Text segment ▸

# Maximum SD Card Capacity?



## HWF (Nov 29, 2006)

My wife just bought a Lumix FZ200, and I'll soon be getting Nikon D5200. The Lumix comes with a 16GB Sandisk SD card. We both intend to use our cameras in video mode from time to time. 
Any thoughts on whether it's wise to stick with this size card, or is it safe to use a 32GB size?


----------



## Chris90 (Apr 7, 2003)

Either one is fine. I use 16GB for my Nikon D7000, cause I can't see myself putting like 32GB worth of photos on a card before downloading it, way too risky. 

More important that size, buy good cars, like Sandisk Extreme, not the regular Sandisk.


----------



## Dave 330i (Jan 4, 2002)

Fast memory only affects downloading to your computer, in most situation. I doubt anyone here shoot sports at 10 frames/sec for 10 seconds where you may run into overloading the buffer because it cannot write fast enough to the card. I use SanDisk CF Ultra CompactFlash 30MB/s 8GB $29.79 and not Lexar 16GB 1000x UDMA 7 CF Compact Flash Memory Cards ($70). I assume if you shoot video, you should get a 32Gb card.


----------

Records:
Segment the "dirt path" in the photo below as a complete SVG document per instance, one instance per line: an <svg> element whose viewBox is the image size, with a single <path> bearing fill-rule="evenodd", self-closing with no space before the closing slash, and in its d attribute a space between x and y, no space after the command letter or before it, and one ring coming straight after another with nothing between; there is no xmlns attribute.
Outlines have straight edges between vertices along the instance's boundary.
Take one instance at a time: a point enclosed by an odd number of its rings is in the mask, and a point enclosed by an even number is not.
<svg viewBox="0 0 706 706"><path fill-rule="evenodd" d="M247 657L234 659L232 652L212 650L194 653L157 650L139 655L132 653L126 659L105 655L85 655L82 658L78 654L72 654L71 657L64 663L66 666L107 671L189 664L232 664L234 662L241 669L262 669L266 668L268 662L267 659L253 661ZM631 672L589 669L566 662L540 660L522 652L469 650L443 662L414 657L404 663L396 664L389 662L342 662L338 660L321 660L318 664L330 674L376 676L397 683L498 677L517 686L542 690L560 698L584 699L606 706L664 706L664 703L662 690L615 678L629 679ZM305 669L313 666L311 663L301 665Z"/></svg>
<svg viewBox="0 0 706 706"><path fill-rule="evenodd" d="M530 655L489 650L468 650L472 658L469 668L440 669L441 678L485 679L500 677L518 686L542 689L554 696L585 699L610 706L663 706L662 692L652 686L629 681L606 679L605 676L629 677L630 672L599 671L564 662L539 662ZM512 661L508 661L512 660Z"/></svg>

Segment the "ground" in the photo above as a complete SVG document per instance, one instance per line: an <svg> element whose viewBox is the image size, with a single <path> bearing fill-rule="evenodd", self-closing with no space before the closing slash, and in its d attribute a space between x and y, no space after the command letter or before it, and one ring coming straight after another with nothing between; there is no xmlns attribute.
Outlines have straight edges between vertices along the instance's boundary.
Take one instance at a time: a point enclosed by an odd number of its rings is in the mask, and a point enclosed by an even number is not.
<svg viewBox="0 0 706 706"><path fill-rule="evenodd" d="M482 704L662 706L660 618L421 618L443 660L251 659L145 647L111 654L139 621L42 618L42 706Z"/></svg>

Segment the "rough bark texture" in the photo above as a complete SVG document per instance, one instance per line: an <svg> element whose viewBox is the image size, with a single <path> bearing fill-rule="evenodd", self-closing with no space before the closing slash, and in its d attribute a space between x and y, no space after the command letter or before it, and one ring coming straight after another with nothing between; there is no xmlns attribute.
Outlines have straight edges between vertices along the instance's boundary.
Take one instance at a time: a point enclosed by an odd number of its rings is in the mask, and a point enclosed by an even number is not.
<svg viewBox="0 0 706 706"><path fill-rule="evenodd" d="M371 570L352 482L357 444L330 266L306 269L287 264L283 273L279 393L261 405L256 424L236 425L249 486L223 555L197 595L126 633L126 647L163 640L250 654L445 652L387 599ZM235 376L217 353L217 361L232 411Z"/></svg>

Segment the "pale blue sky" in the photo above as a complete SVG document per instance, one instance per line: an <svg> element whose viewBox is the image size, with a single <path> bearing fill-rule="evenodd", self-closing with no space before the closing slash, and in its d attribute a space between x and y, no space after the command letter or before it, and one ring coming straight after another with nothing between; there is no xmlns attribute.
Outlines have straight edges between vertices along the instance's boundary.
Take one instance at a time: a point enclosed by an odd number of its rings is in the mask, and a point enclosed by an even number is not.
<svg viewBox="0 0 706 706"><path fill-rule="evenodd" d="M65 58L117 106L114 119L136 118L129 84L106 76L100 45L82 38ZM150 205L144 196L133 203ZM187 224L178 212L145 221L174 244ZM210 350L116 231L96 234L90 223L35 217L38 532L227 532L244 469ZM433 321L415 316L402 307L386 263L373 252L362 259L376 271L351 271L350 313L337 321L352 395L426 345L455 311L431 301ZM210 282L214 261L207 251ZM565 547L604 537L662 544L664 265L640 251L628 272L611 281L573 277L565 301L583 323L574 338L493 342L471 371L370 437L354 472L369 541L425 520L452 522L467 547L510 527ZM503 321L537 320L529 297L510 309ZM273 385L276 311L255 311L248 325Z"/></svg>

Actions to take ▸
- a) Summarize the SD card thread in two sentences.
- b) Turn the paragraph of the SD card thread that opens with "Fast memory only affects" into a bulleted list that keeps its main facts.
- c) Return the passage of the SD card thread word for word, starting with "Fast memory only" and going on through "a 32Gb card.".
The records are separate material and have no connection to the SD card thread.

Answers for this exercise ▸
- a) A poster asks whether to stick with a 16GB SD card or use a 32GB one, since both of the household's cameras will sometimes be used in video mode. One reply says either size is fine but stresses buying good cards such as Sandisk Extreme, and another says fast memory mostly affects downloading to a computer and suggests a 32Gb card for video.

- b)
- In most situations, fast memory only affects downloading to a computer.
- The writer doubts anyone in the thread shoots sports at 10 frames per second for 10 seconds, the case where the buffer may overload because it cannot write to the card fast enough.
- The writer uses a SanDisk CF Ultra CompactFlash 30MB/s 8GB card ($29.79), not a Lexar 16GB 1000x UDMA 7 CF card ($70).
- The writer assumes that anyone shooting video should get a 32Gb card.

- c)
Fast memory only affects downloading to your computer, in most situation. I doubt anyone here shoot sports at 10 frames/sec for 10 seconds where you may run into overloading the buffer because it cannot write fast enough to the card. I use SanDisk CF Ultra CompactFlash 30MB/s 8GB $29.79 and not Lexar 16GB 1000x UDMA 7 CF Compact Flash Memory Cards ($70). I assume if you shoot video, you should get a 32Gb card.